**Extrait présenté:**
------------------------------
Le CCDH a mis en place en 2007 un cadre institutionnel adéquat pour le suivi de la mise en oeuvre du programme de réparation communautaire. Ce dispositif a consisté d’abord en la création d’un Comité de pilotage, et des Coordinations dans toutes les zones concernées, qui sont regroupées dans un Conseil des coordinations. Le CCDH a également supervisé la création d’Unités de gestion chargées d’assurer le suivi technique du programme et la mobilisation de nombreux partenaires pour appuyer le programme.
23 conventions ont été signées et 149 projets ont été réalisés avec un montant de 159.799.892,00 Dirhams, dont 75% provenant d’une contribution nationale (gouvernement / CCDH / Fondation CDG / Contribution des associations locales) et 25% d’une contribution des partenaires internationaux.
Dans le cadre du suivi de la mise en oeuvre des recommandations de L’IER en matière de réparation communautaire, le Comité de suivi des recommandations de l’IER a procédé à la mise en place d’un cadre institutionnel adéquat, composé de différents partenaires gouvernementaux et non gouvernementaux et a mis en oeuvre le Programme d’accompagnement aux recommandations de l’IER en matière d’archives, d’histoire et de mémoire (Programme IER2).
------------------------------
**Données sources:**
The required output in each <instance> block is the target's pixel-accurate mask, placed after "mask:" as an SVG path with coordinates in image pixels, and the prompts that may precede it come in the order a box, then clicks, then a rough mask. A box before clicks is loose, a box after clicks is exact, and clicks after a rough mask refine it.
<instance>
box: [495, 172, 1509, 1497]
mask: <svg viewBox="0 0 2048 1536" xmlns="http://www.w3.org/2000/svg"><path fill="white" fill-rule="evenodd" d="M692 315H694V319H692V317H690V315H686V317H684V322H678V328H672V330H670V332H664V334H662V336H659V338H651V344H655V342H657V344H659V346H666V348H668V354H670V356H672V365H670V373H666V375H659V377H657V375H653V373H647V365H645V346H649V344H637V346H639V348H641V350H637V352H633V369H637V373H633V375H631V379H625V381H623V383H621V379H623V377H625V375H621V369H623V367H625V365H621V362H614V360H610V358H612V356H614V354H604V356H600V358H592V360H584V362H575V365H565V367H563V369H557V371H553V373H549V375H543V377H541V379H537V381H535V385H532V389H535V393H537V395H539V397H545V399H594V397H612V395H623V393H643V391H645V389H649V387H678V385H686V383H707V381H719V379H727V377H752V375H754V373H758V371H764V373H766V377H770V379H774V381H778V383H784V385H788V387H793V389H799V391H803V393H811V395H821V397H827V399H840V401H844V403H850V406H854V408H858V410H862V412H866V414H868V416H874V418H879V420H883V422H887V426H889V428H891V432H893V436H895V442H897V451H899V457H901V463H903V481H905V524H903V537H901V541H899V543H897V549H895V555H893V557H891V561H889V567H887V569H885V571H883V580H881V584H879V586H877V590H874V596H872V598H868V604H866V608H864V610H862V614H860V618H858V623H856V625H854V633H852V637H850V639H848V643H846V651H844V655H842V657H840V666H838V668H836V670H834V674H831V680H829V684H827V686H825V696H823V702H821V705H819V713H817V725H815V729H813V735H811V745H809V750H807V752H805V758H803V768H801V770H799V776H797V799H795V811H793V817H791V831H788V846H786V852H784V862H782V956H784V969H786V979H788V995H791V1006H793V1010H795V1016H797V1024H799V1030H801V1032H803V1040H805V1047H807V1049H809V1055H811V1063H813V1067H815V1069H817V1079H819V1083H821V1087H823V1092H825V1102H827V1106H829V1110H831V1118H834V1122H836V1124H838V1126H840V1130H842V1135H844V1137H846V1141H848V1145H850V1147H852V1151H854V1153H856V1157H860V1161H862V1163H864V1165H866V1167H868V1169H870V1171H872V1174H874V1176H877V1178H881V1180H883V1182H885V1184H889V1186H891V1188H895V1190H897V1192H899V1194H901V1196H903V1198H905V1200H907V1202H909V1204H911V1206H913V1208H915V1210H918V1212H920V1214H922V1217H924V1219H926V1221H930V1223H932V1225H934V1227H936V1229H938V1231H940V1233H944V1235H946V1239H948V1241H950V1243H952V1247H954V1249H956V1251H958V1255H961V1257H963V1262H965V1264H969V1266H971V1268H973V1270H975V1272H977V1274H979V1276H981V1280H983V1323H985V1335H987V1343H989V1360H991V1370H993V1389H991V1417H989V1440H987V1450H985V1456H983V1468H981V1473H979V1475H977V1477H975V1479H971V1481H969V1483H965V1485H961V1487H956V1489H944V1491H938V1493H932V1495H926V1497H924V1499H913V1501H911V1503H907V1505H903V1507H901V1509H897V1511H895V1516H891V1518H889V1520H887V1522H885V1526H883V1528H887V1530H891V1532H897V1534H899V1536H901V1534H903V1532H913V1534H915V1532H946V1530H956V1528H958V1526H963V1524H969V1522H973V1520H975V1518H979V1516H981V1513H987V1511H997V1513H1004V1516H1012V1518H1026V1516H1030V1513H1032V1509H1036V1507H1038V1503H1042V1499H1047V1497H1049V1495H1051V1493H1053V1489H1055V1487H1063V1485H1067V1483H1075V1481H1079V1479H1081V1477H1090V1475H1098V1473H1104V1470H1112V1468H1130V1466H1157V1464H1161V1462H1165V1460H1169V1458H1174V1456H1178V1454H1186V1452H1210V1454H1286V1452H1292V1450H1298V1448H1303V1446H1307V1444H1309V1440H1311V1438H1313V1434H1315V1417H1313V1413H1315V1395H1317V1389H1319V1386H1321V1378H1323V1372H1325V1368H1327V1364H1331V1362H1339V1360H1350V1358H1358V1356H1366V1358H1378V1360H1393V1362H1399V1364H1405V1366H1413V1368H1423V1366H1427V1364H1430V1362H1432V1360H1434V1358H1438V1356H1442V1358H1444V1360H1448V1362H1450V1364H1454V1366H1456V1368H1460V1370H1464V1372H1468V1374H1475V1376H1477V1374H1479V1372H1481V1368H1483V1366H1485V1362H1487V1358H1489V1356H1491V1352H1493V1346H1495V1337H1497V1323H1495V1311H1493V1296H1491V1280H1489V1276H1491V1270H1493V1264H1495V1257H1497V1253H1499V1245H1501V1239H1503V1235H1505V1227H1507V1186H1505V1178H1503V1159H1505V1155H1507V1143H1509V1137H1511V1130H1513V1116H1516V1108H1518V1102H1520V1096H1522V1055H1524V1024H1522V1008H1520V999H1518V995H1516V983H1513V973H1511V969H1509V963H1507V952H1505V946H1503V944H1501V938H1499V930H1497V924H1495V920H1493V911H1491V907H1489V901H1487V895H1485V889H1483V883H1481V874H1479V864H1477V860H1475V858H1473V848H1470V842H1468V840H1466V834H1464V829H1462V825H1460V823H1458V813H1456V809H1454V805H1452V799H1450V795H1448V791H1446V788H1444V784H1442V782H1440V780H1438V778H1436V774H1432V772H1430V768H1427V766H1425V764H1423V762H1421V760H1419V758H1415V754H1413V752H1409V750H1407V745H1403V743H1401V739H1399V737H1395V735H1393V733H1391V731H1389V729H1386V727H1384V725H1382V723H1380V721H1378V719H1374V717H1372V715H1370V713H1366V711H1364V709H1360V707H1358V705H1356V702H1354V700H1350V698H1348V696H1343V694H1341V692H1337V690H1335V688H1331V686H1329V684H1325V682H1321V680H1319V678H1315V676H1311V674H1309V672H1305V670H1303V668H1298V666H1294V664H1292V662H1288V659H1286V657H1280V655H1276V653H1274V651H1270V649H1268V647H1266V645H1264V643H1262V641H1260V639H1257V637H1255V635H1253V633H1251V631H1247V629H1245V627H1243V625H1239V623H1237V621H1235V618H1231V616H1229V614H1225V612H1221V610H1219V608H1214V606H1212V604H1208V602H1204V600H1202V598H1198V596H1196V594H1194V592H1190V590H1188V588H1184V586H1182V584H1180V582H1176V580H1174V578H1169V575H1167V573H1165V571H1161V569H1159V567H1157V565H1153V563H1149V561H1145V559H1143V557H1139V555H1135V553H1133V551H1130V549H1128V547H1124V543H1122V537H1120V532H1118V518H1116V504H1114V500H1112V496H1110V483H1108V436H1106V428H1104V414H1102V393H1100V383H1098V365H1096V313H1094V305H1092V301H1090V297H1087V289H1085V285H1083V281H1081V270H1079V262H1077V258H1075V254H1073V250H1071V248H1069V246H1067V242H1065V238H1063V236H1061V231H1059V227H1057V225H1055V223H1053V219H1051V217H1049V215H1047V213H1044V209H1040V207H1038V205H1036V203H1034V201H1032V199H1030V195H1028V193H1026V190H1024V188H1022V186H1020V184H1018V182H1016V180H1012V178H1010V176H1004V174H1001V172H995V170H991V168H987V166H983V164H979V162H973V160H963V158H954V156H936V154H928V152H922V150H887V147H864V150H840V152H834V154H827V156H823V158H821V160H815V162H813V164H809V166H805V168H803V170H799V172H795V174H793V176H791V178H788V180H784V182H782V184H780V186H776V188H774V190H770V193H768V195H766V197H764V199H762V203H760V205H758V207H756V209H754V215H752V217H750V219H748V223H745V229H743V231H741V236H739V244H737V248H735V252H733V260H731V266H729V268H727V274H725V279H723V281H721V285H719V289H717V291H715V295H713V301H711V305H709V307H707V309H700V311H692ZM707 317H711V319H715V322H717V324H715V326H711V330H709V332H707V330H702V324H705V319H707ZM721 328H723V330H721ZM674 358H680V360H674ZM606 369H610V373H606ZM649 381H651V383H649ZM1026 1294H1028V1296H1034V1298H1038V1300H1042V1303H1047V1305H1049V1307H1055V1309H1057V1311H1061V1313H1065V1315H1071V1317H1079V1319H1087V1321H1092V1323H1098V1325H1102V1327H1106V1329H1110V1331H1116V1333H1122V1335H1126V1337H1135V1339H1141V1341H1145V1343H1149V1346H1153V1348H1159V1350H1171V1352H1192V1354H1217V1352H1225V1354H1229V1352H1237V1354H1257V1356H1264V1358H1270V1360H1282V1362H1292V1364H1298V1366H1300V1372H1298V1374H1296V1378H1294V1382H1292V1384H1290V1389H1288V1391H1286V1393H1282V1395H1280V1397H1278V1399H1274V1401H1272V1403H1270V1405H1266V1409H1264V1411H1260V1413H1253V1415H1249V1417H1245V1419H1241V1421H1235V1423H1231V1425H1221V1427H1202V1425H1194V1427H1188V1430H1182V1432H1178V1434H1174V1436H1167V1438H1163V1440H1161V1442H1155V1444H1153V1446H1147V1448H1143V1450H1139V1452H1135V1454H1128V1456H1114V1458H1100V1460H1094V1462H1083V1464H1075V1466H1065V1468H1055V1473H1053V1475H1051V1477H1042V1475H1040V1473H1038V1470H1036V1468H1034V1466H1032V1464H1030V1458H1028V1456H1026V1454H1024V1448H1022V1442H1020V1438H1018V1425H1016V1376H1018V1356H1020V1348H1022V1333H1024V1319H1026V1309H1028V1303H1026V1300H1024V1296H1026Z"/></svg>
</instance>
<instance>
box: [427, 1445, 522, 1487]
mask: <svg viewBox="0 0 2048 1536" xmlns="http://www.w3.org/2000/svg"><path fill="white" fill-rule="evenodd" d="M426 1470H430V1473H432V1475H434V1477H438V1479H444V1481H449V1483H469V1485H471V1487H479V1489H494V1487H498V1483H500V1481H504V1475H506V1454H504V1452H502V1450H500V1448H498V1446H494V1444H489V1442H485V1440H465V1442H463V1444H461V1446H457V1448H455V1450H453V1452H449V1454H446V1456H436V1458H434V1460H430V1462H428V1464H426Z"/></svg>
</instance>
------------------------------
**Consigne écrite 1:**
D'après l'extrait présenté, en quelle année le CCDH a-t-il mis en place un cadre pour suivre le programme de réparation communautaire ?
**Consigne écrite 2:**
Recopiez tel quel, dans l'extrait présenté, le passage qui va de "Dans le cadre" jusqu'à "mémoire (Programme IER2)." inclus.

**Résultat attendu 1:**
En 2007.

**Résultat attendu 2:**
Dans le cadre du suivi de la mise en oeuvre des recommandations de L’IER en matière de réparation communautaire, le Comité de suivi des recommandations de l’IER a procédé à la mise en place d’un cadre institutionnel adéquat, composé de différents partenaires gouvernementaux et non gouvernementaux et a mis en oeuvre le Programme d’accompagnement aux recommandations de l’IER en matière d’archives, d’histoire et de mémoire (Programme IER2).